The question remaining is, whether this obligation is merely a personal obligation on the defender as his father's representative, or whether it has been imposed as a burden on the lands of Cantray. It is said that it cannot be a burden on the lands of Cantray because Sir David Davidson and the late Hugh Davidson were merely heirs of entail without power to burden the lands to that effect. But I think that as the transaction was not really a constitution of a new burden on the estate, but a commutation of a burden previously existing, that objection may be overruled, as a like objection was in the case of The Magistrates of Dysart v. Rosslyn, November 27, 1832, 11 S. D. 94.

But the question remains, whether the obligation has been made a real burden on the lands. No doubt the intention was to impose a real burden by substituting the payment of a regular annual sum for occasional payments of sums or the occasional delivery of victual. But it is not so clear that that purpose was effected.

On the one hand, there is great difficulty in holding that lands are burdened with an obligation to pay money which does not enter the register of sasines; and it cannot escape observation that this case differs from cases of commutation under the statute in two respects—in the first place, because the decreet-arbitral has not the aid of statutory authority; and in the second place, because there is no provision for recording it in the register of sasines, as there is in the statute for recording the award of the statutory jury.

I have come with hesitation to think that the manifest intention of the parties may receive effect on the ground already expressed, that the obligation was not changed in substance but only in the mode of performance, and that the sums made payable by the decreet-arbitral and agreement are substantially of the nature of ‘dry multure.’

I think that the obligation to pay dry multure, although it be an obligation to pay money which does not enter the register of sasines, has been recognised as a servitude affecting the lands astricted. Thus in Stewart v. Erskine, 1741, where the tenants of astricted lands had not resorted to the mill for forty years, but had paid dry multure, they were held to have acquired immunity from the servitude except the dry multure; and in Kinnaird v. Drummond, 1675, M. 10,862, a servitude of thirlage was held to be constituted by the payment of dry multure for forty years; and Erskine recognises the payment of dry multure as an unquestionable mode of constituting the servitude of thirlage—Erskine ii., 9, 28.

◆ ◆ ◆ ◆ ◆ ◆ ◆

> GIVEN EXERCISE 1:
Swap "Cantray" for "Kilravock" and write out the opinion on dry multure between "The question remaining" and "11 S. D. 94.", inclusive.
> GIVEN EXERCISE 2:
List every court case cited by name in the opinion on dry multure.
> GIVEN EXERCISE 3:
Please carry on the opinion on dry multure, starting after its final sentence.

◆ ◆ ◆ ◆ ◆ ◆ ◆

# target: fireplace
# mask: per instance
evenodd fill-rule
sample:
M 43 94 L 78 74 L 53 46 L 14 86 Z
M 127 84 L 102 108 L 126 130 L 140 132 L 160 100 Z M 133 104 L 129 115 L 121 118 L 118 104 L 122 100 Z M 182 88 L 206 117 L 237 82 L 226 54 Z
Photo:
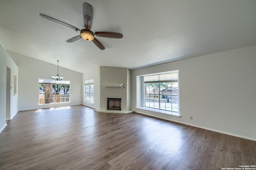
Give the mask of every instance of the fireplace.
M 118 98 L 108 98 L 107 109 L 121 110 L 121 99 Z

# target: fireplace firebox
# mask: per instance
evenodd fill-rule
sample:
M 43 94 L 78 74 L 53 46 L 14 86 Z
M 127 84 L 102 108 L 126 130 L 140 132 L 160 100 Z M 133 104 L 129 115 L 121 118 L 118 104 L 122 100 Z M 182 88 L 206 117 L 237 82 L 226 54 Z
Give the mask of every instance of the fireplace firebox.
M 108 98 L 107 109 L 108 110 L 121 110 L 121 99 L 118 98 Z

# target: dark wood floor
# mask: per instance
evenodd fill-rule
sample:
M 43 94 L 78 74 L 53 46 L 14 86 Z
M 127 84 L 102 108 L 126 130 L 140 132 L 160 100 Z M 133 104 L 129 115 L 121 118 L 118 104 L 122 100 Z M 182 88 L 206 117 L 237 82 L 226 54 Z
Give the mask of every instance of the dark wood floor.
M 0 134 L 0 169 L 218 170 L 256 163 L 256 142 L 83 106 L 20 111 Z

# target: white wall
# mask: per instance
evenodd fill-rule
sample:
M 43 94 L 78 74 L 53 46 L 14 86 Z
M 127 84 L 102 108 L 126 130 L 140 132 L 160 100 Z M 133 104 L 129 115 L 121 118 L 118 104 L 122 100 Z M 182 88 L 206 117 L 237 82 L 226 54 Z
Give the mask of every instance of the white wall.
M 0 133 L 6 124 L 6 52 L 0 44 Z
M 6 116 L 6 119 L 8 120 L 12 119 L 18 111 L 18 89 L 17 90 L 16 94 L 14 95 L 14 75 L 17 75 L 17 78 L 18 79 L 18 68 L 17 65 L 13 61 L 12 59 L 10 57 L 9 55 L 6 53 L 6 66 L 10 68 L 11 70 L 11 89 L 10 91 L 10 115 Z M 18 87 L 18 81 L 17 81 L 17 87 Z
M 13 88 L 11 89 L 8 100 L 10 101 L 8 109 L 9 113 L 6 115 L 6 68 L 10 69 L 10 85 L 13 87 L 13 75 L 18 75 L 18 67 L 6 53 L 4 47 L 0 43 L 0 133 L 7 125 L 6 119 L 10 119 L 15 115 L 18 110 L 17 94 L 13 95 Z
M 256 140 L 256 54 L 254 46 L 132 70 L 132 109 Z M 181 117 L 136 108 L 141 103 L 138 76 L 178 70 Z
M 82 104 L 82 74 L 60 67 L 60 61 L 59 74 L 64 80 L 70 80 L 70 102 L 38 105 L 38 78 L 51 78 L 57 74 L 57 61 L 51 64 L 10 51 L 7 52 L 19 67 L 19 110 Z

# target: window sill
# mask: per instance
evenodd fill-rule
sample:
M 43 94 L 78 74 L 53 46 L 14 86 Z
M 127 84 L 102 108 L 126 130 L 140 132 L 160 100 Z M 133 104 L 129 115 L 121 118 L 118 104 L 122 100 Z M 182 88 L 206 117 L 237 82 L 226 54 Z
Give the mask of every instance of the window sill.
M 92 104 L 92 105 L 94 105 L 94 103 L 90 103 L 90 102 L 84 102 L 84 103 L 87 103 L 87 104 Z
M 176 117 L 181 117 L 181 116 L 179 115 L 179 113 L 178 112 L 175 112 L 174 111 L 168 111 L 166 110 L 163 110 L 160 109 L 154 109 L 152 108 L 146 107 L 145 107 L 141 106 L 137 107 L 136 107 L 136 108 L 147 110 L 148 111 L 150 111 L 156 113 L 160 113 L 163 115 L 174 116 Z

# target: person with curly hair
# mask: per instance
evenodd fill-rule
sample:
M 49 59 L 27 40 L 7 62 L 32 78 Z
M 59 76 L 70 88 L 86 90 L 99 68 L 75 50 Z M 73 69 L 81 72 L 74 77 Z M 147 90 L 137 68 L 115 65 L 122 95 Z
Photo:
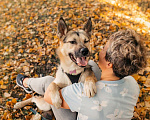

◆ ◆ ◆ ◆ ◆ ◆ ◆

> REPLY 1:
The question remaining is, whether this obligation is merely a personal obligation on the defender as his father's representative, or whether it has been imposed as a burden on the lands of Kilravock. It is said that it cannot be a burden on the lands of Kilravock because Sir David Davidson and the late Hugh Davidson were merely heirs of entail without power to burden the lands to that effect. But I think that as the transaction was not really a constitution of a new burden on the estate, but a commutation of a burden previously existing, that objection may be overruled, as a like objection was in the case of The Magistrates of Dysart v. Rosslyn, November 27, 1832, 11 S. D. 94.

> REPLY 2:
The Magistrates of Dysart v. Rosslyn; Stewart v. Erskine; Kinnaird v. Drummond

> REPLY 3:
Whether this obligation be of the precise nature of an obligation to pay dry multure or no the fact that there may be a servitude affecting the lands consisting of an obligation to continue the annual payment of a fixed sum in name of dry multure shows that the objection that this obligation does not appear in the register of sasines is not conclusive against the obligation being held to be charged on the lands.

I therefore come to the conclusion that there was constituted by the decreet-arbitral and agreement an obligation which subsisted notwithstanding the disuse of the mill, and which burdened the lands of Cantray and passed by the disposition of the mill and mill services, and which is now exigible by the pursuers as owners of the mill, although in disuse against the defender and his successors in the lands.

It was argued that if that view were correct it affirmed the existence of a servitude without a dominant tenement, which was said to be impossible, and contrary to the first principles of the law of servitudes.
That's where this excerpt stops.